■ Stored data
****************
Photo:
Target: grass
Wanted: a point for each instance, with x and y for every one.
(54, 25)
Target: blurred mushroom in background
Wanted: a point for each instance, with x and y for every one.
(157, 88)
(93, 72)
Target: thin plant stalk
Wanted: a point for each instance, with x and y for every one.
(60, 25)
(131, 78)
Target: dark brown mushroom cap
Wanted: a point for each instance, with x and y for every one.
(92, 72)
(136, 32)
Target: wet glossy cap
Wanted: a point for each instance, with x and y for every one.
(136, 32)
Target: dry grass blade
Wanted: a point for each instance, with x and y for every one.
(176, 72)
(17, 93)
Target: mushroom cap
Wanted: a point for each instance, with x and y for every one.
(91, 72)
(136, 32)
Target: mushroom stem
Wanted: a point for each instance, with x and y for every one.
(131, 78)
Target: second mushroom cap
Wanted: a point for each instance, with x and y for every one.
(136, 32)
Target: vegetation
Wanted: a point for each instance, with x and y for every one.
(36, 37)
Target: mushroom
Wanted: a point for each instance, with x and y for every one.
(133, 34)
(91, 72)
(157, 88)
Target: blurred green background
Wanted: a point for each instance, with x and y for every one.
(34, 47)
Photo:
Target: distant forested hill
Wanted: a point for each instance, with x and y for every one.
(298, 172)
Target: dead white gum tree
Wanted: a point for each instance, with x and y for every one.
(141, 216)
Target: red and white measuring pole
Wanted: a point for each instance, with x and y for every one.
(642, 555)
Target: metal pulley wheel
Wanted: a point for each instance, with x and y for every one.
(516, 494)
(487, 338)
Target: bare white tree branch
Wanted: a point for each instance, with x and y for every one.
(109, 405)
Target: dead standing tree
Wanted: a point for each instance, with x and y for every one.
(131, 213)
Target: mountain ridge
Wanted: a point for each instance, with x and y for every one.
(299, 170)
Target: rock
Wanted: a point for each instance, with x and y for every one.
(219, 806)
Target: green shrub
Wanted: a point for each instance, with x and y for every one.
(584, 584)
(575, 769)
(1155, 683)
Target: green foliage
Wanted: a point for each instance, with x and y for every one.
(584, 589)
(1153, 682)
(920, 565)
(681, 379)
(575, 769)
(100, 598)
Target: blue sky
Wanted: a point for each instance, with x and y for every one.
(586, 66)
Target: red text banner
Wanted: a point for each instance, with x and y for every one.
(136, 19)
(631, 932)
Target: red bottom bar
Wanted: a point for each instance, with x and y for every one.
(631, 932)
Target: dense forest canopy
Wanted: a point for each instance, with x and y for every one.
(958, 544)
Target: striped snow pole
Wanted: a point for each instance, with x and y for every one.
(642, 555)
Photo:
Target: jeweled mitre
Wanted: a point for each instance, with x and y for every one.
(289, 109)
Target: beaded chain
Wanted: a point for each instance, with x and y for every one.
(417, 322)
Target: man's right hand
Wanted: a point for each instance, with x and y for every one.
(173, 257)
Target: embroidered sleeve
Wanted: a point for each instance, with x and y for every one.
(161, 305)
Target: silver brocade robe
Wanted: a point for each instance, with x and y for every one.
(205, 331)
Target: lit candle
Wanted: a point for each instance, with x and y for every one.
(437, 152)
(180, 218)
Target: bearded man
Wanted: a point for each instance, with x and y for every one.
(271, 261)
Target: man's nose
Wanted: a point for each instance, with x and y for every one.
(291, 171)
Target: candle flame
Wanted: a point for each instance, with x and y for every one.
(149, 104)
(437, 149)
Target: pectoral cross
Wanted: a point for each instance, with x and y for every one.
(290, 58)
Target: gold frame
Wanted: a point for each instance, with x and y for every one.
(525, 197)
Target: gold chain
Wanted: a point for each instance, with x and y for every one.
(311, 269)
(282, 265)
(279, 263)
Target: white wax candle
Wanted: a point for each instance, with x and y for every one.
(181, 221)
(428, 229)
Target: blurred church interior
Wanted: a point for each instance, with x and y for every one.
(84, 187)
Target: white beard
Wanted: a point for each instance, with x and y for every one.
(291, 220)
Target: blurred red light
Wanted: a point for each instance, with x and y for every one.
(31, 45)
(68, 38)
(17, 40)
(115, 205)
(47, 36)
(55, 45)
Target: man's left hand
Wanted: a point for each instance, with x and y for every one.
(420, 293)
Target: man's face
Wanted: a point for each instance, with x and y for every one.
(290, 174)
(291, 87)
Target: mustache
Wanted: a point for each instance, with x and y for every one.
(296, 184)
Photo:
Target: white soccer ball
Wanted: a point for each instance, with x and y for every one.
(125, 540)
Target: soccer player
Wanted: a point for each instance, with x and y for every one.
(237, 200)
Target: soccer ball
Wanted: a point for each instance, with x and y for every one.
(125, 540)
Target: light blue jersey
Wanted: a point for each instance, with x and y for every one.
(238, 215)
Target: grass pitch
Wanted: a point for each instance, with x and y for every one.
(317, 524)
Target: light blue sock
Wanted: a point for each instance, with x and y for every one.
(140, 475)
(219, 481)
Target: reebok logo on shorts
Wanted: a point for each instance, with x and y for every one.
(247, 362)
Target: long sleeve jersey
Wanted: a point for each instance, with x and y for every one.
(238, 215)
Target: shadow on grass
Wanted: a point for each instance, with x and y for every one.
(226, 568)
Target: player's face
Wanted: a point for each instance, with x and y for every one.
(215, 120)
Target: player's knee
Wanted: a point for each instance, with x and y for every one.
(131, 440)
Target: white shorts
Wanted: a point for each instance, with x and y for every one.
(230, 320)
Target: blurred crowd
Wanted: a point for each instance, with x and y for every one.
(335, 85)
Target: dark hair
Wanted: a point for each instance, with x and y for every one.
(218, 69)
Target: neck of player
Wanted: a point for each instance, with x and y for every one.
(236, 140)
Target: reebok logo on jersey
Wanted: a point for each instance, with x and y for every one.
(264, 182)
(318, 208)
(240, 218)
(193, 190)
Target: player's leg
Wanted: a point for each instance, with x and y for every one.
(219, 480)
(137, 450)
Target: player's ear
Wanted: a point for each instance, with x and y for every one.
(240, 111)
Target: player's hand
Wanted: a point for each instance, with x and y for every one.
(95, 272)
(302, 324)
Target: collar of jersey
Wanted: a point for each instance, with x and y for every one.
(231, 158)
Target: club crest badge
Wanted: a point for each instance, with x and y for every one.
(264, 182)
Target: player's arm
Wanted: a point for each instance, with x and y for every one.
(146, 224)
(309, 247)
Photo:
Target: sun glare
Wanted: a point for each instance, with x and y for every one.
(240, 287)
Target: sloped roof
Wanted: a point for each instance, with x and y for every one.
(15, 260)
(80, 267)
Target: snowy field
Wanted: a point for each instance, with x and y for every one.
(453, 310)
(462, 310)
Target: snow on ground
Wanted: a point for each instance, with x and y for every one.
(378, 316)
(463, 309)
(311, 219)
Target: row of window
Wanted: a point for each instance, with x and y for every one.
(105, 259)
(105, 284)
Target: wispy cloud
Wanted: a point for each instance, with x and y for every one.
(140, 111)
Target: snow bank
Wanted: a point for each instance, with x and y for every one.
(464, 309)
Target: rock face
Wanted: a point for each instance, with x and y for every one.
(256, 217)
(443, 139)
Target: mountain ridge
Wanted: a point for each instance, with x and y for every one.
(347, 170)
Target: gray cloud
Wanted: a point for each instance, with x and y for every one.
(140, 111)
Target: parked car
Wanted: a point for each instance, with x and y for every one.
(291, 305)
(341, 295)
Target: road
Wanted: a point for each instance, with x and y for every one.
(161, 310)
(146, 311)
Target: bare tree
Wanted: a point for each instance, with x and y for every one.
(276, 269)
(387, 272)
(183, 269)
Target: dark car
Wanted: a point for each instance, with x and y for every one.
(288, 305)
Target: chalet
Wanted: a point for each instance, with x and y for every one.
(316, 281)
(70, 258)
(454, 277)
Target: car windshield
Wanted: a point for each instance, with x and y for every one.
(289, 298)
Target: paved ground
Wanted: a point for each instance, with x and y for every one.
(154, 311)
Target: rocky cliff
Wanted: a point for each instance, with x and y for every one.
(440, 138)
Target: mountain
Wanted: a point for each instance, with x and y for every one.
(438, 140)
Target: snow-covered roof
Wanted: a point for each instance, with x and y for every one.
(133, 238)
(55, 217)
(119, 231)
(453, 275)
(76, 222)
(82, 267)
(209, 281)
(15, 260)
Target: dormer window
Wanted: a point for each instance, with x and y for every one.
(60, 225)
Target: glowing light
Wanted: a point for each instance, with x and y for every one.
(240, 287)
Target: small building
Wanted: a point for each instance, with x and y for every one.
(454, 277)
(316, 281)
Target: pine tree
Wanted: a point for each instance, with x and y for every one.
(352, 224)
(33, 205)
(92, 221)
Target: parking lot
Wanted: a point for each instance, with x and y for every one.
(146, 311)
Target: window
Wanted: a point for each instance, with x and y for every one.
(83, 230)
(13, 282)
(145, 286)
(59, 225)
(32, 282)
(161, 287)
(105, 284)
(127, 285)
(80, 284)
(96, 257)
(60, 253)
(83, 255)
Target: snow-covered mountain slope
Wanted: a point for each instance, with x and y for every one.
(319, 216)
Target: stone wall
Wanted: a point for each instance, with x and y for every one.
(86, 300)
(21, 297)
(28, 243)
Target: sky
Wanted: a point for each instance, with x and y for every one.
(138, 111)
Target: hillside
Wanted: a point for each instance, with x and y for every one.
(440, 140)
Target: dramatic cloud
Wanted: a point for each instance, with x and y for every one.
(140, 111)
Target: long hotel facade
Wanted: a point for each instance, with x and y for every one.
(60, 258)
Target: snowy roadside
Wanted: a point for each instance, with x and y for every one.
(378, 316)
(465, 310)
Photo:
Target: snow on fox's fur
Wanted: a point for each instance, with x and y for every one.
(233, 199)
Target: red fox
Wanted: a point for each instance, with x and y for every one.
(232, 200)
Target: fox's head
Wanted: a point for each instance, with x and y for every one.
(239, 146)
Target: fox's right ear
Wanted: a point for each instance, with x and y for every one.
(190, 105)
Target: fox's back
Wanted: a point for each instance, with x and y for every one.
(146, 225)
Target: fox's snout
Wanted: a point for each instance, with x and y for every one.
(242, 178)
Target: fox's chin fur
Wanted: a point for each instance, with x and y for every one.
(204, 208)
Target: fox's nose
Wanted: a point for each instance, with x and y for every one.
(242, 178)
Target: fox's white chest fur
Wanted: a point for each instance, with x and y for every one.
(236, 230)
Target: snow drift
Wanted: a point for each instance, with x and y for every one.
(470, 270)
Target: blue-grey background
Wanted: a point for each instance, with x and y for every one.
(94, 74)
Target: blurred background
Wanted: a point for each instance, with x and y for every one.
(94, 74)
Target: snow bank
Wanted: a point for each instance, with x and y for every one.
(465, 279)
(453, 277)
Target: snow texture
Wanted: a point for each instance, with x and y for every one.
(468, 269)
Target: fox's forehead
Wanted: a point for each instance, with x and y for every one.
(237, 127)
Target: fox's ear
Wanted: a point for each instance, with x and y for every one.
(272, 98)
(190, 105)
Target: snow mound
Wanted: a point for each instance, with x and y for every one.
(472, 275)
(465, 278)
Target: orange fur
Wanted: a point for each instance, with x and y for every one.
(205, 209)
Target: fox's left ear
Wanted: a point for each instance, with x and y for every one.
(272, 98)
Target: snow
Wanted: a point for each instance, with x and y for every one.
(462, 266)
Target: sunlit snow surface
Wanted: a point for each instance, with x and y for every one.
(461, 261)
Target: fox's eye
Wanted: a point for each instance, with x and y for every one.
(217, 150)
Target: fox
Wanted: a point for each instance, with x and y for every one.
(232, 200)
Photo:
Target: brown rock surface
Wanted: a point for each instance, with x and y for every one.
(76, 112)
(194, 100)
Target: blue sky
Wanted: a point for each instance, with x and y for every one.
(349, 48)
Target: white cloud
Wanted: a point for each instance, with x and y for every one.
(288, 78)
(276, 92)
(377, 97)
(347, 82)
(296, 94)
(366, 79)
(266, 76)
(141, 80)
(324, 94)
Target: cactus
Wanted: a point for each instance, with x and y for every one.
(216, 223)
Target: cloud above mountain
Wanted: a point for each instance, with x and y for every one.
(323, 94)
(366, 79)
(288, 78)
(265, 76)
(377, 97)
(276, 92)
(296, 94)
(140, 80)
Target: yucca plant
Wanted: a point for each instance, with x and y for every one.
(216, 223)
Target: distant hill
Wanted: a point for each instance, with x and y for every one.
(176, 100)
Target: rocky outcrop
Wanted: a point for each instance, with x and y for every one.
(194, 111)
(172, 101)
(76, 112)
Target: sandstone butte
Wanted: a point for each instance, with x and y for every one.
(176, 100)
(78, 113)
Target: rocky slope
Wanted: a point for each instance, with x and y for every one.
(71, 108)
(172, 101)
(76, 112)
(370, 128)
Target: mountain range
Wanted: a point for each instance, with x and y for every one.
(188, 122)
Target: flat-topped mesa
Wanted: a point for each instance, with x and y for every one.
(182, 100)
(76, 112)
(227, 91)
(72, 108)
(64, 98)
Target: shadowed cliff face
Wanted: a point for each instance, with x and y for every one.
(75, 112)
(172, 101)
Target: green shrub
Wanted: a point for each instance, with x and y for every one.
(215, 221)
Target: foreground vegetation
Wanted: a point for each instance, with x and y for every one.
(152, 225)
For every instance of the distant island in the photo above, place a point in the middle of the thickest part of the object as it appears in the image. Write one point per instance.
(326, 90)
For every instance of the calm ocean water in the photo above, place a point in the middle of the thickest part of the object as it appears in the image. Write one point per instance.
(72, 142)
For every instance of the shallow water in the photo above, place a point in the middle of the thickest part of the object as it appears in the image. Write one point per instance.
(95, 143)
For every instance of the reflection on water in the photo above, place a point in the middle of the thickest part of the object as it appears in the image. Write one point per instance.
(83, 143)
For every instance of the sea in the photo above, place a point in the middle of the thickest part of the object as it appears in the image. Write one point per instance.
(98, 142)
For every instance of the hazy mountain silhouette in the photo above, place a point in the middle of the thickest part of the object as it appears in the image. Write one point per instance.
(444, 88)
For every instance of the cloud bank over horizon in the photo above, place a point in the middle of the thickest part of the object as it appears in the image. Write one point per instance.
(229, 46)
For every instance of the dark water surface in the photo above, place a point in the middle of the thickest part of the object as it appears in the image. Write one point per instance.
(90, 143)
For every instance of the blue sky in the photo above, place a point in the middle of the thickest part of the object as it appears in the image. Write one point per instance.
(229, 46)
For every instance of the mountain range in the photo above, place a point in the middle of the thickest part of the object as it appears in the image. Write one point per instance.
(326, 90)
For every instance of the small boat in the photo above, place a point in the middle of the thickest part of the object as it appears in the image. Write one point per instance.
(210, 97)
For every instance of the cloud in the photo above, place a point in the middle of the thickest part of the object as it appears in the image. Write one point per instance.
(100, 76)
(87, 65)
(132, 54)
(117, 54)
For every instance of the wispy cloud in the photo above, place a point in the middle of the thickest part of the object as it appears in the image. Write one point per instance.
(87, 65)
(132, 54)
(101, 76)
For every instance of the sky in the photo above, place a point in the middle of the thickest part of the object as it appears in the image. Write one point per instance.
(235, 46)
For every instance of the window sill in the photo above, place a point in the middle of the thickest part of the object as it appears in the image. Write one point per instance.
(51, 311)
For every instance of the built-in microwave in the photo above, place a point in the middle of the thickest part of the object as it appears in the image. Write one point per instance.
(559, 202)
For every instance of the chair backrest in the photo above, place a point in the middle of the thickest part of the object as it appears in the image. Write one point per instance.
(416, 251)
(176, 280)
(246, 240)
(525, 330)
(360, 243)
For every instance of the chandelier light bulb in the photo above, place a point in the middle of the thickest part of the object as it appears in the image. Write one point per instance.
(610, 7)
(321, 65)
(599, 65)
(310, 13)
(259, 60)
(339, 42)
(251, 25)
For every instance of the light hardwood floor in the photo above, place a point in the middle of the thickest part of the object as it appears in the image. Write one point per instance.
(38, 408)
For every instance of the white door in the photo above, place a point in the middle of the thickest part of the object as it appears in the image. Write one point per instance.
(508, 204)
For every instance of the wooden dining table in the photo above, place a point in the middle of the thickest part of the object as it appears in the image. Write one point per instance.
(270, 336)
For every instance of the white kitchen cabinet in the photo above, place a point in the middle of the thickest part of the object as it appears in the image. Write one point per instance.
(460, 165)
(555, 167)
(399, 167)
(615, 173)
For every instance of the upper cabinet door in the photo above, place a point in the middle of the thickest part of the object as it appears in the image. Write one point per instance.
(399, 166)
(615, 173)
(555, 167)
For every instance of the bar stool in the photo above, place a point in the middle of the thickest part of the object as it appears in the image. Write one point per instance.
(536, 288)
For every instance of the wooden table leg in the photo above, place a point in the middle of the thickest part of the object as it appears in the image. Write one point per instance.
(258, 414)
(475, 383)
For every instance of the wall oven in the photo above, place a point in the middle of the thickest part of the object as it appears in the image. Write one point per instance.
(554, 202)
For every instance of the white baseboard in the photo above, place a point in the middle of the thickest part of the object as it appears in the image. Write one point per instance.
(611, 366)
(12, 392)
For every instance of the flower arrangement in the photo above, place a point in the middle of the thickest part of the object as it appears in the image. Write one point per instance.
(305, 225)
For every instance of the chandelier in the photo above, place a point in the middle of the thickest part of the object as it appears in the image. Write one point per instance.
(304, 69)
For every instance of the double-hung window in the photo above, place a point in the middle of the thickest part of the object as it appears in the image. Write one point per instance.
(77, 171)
****************
Convert the part of the listing that begins with the line containing "For every instance of the white baseboard" and continues through the end of the listing into a two-column CSV with the columns request and answer. Each request should have one row, with each field quoted and any line breaks replaced by spaces.

request,answer
"For every instance of the white baseboard in the photo above, place a point in the middle of the thickest part of the object as it appears in the image. Write one point per instance.","(611, 366) (12, 392)"
"For every instance of the flower arrangement in the photo above, place a point in the middle of the thickest part of the object as it appears in the image. Write one point per instance.","(305, 225)"
"For every instance of the chandelier in the photo above, place a point in the middle of the thickest part of the object as it appears in the image. Write one point per instance.","(304, 69)"
"For every instance of the double-hung window in the photo above, place a point in the middle of the thickest part of the object as it appears in the image. Write one point per instance.","(77, 171)"